:: Objectives ::
• 1. Answer these questions about the niche marketing post:
(a) What customer profile does the first option describe?
(b) What nickname has the writer been known by?
(c) Which website would likely get more clicks from people looking for glowing pet collars?
• 2. From the niche marketing post, list the things that Google Ads clients often go on to ask the writer for help with.
• 3. In the niche marketing post, swap "small pond" for "tiny lake" and reproduce the passage from "Do you focus" to "it's a demographic.".

Pretend you sell a glowing collar for pets.
Do you focus your entire funnel (ads, website, messaging) on:
1) one single type of customer: young, female, cat owner;
2) go as broad as possible and try to appeal to everybody: all the pet owners.
So, would you niche down and try to catch a fish in a small pond, or go broad and try to get as many people interested as you can?
"Young, female, cat owner" isn't a market, it's a demographic.
What established cashflow indicates people are ALREADY spending money on their pets? Using the "established cashflow" definition, your market could be people buying pet collars, pet food (not goldfish food I presume), pet training courses, etc.
Even better, what indicates someone already wants to spend money on a glowing collar for pets? (Hint: some may even be searching for "buy glowing collar for pets" on Google.)
This thread might help too:
I've been known as a "Google Ads Guy". People hire me to help with Google Ads. Once I work with them they often ask me to help with their website, SEO, content marketing, videos, personal branding, etc. They hire a specialist and gradually want a generalist.
I like to consider that "The first purchase is a test" (both ways). To get ahead of your competition you often need to specialise (you'd prefer a neurosurgeon operating on your brain over a general practitioner). Once they know, like, and trust you then they will often want to buy more from you.
An ad for website GlowingPetCollars.com would likely get more clicks than PetStore.com (for people looking for glowing pet collars). Is it worth creating that narrow and specific website? If the volumes justify it. And what's to stop PetStore.com creating that site as a satellite niche site anyway?

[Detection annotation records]
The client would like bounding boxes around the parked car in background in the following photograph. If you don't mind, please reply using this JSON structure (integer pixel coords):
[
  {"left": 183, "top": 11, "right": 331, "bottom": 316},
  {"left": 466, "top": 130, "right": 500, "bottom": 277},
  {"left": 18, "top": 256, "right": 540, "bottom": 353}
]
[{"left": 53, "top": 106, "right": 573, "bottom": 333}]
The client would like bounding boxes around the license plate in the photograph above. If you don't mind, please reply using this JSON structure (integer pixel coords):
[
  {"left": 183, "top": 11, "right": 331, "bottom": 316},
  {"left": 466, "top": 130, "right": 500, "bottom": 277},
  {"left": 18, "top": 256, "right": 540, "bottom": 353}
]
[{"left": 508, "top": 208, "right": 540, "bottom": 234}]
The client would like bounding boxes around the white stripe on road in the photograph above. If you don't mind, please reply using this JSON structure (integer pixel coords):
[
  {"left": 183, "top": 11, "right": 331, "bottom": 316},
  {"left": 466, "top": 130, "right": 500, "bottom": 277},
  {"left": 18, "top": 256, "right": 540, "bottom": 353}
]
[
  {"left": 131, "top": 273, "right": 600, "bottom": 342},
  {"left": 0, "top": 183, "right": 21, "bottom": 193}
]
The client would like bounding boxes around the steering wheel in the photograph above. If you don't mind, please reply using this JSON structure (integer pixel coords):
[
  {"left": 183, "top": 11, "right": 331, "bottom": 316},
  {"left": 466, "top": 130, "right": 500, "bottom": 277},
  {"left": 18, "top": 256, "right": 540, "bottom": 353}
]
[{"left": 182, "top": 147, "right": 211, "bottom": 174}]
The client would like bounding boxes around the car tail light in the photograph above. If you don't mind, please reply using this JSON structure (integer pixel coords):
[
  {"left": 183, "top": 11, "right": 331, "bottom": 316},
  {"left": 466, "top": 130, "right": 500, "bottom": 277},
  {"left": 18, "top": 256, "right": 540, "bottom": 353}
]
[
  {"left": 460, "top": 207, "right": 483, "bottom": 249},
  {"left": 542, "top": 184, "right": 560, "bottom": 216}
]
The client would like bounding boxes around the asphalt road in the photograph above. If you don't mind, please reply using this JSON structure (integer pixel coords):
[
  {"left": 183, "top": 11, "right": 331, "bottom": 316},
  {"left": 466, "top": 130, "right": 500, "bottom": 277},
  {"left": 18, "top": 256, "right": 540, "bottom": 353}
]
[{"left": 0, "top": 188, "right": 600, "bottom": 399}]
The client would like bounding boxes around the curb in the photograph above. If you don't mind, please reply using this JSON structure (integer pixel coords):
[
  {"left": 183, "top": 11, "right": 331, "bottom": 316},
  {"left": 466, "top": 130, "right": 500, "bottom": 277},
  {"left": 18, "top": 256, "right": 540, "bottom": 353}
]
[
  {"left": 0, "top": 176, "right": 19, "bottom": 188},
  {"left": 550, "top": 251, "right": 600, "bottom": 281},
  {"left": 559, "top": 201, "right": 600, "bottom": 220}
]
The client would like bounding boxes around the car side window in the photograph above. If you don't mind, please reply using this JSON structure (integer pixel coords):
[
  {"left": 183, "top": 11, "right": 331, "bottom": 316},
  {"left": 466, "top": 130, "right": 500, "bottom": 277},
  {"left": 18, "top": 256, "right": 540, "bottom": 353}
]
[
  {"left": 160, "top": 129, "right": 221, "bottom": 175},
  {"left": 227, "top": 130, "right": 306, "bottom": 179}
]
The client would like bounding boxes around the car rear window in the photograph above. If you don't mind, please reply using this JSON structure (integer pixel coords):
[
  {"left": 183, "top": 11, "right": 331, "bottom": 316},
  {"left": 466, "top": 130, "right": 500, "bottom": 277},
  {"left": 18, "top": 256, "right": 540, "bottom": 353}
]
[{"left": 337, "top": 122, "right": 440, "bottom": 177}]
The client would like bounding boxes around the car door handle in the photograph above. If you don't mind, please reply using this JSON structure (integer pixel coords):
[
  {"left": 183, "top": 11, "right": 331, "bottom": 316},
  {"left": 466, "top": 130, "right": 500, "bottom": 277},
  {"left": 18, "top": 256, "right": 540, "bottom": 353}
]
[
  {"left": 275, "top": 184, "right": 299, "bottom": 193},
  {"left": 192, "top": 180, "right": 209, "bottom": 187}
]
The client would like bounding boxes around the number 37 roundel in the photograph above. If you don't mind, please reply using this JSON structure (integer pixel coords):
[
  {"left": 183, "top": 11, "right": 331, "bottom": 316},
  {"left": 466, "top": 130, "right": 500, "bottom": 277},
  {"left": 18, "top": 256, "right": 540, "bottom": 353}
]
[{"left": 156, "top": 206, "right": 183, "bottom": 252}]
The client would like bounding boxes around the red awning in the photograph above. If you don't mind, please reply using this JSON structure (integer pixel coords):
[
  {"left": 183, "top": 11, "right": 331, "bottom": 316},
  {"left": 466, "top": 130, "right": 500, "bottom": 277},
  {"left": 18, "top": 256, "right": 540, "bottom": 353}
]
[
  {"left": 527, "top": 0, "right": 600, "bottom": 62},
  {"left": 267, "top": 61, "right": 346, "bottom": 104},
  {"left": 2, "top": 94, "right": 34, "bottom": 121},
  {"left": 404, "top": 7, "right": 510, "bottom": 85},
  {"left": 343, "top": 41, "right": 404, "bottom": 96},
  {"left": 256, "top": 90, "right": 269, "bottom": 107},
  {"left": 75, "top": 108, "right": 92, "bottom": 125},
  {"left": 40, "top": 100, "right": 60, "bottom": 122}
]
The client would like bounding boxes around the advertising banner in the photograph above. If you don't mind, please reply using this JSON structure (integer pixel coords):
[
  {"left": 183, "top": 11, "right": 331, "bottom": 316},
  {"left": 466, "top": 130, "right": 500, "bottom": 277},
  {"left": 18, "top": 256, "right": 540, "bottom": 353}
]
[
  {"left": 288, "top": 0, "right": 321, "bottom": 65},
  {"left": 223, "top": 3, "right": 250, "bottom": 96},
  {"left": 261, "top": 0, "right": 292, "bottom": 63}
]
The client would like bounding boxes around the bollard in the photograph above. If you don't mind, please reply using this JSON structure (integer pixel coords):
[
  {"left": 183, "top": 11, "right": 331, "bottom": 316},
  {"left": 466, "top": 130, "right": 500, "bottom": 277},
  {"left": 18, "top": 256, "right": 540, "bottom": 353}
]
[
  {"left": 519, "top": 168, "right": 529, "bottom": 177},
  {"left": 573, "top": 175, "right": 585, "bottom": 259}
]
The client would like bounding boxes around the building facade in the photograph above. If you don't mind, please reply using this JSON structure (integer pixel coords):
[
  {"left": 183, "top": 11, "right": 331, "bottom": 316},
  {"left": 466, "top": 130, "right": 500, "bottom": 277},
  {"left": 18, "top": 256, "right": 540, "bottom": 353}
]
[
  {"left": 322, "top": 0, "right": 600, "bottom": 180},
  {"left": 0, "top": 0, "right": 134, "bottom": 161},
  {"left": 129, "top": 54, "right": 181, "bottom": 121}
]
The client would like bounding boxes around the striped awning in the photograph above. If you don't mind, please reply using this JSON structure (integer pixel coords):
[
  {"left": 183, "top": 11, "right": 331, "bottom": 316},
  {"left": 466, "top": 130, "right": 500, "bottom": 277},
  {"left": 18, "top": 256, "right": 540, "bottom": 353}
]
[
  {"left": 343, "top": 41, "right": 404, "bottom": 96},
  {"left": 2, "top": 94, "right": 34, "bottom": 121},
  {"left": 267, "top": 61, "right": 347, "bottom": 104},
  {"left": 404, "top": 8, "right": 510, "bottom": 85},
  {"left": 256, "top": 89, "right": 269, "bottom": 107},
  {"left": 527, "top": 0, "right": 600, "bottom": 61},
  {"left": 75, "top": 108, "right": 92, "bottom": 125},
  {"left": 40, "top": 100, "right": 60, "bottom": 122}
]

:: The replies ::
• 1.
(a) Young, female, cat owner.
(b) "Google Ads Guy".
(c) GlowingPetCollars.com.

• 2.
- Their website
- SEO
- Content marketing
- Videos
- Personal branding

• 3.
Do you focus your entire funnel (ads, website, messaging) on:
1) one single type of customer: young, female, cat owner;
2) go as broad as possible and try to appeal to everybody: all the pet owners.
So, would you niche down and try to catch a fish in a tiny lake, or go broad and try to get as many people interested as you can?
"Young, female, cat owner" isn't a market, it's a demographic.